## INSTRUCTIONS FOR THE TASK
Copy out the final stretch of the listing: the line that contains "Put one marker on each instance of the building" and all lines after it, exactly as they appear.

::: INPUT RECORDS

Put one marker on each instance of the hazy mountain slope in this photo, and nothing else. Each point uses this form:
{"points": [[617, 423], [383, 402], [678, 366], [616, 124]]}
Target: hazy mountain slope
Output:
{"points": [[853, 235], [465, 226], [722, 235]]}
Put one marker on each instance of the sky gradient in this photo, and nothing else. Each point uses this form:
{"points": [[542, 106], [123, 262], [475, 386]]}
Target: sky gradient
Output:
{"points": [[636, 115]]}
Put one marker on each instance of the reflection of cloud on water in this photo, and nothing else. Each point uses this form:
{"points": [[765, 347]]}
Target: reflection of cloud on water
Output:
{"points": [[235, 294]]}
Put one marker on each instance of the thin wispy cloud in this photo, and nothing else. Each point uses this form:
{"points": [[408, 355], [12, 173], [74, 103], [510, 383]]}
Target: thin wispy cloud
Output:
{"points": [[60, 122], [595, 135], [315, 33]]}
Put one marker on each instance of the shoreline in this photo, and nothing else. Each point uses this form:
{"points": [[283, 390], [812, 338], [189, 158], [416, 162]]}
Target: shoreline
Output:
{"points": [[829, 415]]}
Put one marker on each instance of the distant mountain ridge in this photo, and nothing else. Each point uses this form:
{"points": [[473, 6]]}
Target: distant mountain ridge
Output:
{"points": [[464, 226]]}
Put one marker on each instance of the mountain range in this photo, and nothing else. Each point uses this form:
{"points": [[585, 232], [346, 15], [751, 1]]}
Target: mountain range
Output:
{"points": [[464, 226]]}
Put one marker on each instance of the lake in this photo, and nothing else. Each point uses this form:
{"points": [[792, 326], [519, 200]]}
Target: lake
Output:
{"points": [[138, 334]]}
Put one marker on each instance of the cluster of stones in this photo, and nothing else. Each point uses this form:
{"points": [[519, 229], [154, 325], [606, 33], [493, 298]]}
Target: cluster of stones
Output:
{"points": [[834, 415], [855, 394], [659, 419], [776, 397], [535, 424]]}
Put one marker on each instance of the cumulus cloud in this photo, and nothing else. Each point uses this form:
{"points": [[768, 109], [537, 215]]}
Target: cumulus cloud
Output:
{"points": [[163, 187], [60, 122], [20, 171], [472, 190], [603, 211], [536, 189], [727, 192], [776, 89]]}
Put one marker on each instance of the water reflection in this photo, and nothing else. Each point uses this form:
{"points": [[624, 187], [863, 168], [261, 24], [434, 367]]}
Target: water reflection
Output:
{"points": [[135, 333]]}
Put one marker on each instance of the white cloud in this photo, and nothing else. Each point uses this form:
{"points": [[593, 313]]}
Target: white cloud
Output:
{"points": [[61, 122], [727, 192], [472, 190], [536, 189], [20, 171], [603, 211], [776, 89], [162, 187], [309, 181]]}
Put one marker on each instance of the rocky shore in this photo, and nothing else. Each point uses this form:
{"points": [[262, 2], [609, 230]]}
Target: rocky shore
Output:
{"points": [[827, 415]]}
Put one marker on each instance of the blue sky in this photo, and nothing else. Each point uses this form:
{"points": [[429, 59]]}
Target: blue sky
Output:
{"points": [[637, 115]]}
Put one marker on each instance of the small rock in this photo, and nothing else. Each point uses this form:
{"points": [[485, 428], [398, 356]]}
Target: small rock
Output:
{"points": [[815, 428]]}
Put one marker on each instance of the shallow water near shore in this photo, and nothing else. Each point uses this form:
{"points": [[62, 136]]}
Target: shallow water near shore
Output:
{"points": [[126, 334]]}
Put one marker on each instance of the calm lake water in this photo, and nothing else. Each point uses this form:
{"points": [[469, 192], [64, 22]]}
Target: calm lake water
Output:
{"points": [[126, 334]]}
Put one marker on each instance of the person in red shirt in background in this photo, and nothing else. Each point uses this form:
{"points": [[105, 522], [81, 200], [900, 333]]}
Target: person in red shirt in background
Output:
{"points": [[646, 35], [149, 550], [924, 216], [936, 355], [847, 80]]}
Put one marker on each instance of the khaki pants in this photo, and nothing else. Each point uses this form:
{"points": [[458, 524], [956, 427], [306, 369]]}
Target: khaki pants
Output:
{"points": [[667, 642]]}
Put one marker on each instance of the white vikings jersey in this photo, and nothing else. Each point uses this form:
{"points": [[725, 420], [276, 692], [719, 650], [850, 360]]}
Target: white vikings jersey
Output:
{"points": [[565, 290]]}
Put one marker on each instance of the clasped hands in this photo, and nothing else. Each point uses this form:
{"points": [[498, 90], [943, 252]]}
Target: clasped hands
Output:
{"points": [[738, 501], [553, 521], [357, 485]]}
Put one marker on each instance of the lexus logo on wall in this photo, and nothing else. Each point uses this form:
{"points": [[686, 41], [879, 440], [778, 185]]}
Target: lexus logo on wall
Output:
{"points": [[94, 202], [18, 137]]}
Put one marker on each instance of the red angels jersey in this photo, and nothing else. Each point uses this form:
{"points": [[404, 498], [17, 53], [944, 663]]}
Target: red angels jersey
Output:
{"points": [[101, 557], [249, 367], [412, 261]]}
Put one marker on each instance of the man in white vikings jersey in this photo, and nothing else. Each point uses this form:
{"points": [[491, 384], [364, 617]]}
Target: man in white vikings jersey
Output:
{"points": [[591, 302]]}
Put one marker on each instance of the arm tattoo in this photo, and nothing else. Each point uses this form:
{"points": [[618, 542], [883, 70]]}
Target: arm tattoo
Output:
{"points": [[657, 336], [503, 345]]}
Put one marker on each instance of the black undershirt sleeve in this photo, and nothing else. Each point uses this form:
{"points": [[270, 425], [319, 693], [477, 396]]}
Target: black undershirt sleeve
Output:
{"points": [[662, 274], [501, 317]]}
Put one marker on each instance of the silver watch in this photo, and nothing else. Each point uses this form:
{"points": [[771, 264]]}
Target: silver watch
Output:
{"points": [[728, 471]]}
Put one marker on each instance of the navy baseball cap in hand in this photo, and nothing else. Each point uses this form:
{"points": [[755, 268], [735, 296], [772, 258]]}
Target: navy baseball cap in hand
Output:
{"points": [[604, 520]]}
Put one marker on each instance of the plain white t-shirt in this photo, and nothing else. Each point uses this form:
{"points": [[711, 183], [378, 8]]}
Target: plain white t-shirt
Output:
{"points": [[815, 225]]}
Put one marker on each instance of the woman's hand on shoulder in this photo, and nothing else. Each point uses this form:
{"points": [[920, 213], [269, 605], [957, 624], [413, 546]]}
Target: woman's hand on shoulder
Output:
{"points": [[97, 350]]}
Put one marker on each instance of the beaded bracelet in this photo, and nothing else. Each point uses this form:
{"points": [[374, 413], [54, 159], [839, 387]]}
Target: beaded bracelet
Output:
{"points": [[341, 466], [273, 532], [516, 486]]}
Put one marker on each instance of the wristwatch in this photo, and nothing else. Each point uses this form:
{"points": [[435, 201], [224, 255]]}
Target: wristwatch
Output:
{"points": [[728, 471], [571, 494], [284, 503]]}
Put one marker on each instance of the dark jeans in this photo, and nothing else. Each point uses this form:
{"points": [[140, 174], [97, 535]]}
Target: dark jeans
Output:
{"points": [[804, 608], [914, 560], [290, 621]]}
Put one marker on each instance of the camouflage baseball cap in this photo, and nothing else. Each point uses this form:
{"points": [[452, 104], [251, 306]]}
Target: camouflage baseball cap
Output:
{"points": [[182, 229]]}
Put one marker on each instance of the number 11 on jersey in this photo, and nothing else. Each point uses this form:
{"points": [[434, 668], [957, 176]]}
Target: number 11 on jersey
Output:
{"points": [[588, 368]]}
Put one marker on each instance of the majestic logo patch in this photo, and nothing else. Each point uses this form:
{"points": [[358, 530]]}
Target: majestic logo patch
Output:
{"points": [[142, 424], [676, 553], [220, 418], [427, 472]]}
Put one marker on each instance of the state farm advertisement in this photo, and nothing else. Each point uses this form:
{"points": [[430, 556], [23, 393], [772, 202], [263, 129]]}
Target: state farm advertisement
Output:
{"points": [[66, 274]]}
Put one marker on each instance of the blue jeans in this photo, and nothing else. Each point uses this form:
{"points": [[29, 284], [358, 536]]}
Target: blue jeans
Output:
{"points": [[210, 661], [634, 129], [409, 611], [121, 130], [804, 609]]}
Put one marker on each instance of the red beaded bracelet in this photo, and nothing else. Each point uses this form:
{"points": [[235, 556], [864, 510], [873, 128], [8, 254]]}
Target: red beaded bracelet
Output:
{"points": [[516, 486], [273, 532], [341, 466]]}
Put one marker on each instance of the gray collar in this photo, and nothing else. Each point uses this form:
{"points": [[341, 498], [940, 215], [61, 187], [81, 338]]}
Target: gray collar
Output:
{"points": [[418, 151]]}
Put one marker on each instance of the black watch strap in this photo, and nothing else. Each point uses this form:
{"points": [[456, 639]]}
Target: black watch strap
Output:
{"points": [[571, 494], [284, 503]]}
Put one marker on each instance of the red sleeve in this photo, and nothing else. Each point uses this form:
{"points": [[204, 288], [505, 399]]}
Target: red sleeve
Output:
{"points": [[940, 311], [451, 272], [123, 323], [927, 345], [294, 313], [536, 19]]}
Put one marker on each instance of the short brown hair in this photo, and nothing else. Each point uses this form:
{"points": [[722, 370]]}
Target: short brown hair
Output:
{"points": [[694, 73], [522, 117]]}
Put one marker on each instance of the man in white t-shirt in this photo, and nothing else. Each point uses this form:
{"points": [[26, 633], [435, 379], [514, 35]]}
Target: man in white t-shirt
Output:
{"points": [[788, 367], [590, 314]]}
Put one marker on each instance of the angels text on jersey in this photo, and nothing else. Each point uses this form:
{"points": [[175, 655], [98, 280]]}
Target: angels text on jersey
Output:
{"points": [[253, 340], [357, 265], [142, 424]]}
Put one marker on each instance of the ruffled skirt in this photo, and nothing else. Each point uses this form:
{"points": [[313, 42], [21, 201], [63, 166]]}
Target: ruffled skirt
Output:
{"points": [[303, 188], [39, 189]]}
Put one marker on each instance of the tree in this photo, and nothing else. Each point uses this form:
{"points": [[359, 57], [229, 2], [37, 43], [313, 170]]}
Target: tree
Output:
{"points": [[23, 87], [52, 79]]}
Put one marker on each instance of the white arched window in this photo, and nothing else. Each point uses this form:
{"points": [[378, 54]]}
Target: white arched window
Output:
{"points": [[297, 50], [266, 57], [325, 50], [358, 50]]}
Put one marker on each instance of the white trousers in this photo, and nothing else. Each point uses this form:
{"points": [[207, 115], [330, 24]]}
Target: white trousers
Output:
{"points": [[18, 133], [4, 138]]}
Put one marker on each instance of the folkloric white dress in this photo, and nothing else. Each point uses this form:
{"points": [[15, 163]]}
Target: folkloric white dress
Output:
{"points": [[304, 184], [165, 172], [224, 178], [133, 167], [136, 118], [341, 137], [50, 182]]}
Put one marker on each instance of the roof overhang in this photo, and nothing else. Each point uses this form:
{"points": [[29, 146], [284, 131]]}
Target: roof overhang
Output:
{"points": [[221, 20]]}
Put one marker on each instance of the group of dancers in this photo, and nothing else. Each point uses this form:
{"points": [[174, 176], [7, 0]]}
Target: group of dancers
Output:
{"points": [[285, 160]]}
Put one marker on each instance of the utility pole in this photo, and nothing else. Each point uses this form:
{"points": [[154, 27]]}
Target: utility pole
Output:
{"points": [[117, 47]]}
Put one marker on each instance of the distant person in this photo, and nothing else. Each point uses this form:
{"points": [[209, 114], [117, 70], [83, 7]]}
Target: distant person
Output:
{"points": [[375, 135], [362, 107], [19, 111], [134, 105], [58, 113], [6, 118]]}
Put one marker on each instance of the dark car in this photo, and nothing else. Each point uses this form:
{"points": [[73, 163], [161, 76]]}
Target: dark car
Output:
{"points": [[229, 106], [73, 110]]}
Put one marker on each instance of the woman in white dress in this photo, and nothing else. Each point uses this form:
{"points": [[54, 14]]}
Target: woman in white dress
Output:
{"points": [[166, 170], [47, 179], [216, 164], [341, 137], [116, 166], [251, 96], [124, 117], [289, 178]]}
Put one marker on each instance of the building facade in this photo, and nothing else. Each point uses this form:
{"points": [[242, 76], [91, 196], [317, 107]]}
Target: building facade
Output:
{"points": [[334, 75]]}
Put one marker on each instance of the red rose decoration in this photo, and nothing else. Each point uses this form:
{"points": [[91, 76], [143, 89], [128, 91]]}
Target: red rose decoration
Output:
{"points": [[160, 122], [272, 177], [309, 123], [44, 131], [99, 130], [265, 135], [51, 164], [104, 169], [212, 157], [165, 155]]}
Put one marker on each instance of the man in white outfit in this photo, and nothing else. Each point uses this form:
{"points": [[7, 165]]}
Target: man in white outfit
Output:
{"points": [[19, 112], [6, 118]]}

::::::

## OUTPUT OF THE TASK
Put one marker on each instance of the building facade in this photo, and nothing else. Each point uses this form:
{"points": [[242, 76], [91, 196], [317, 107]]}
Target: building facade
Output:
{"points": [[334, 75]]}
Put one marker on each instance of the red rose decoration in this photo, and nothing else. Each point uses this form:
{"points": [[91, 76], [143, 89], [128, 91]]}
Target: red rose decoration
Output:
{"points": [[160, 122], [272, 177], [309, 123], [44, 131], [99, 130], [265, 135], [51, 164], [104, 169], [212, 157], [165, 155]]}
Put one marker on each instance of the man in white outfit in this photo, and nothing else. Each point uses this form:
{"points": [[7, 165]]}
Target: man in white outfit
Output:
{"points": [[19, 112], [6, 118]]}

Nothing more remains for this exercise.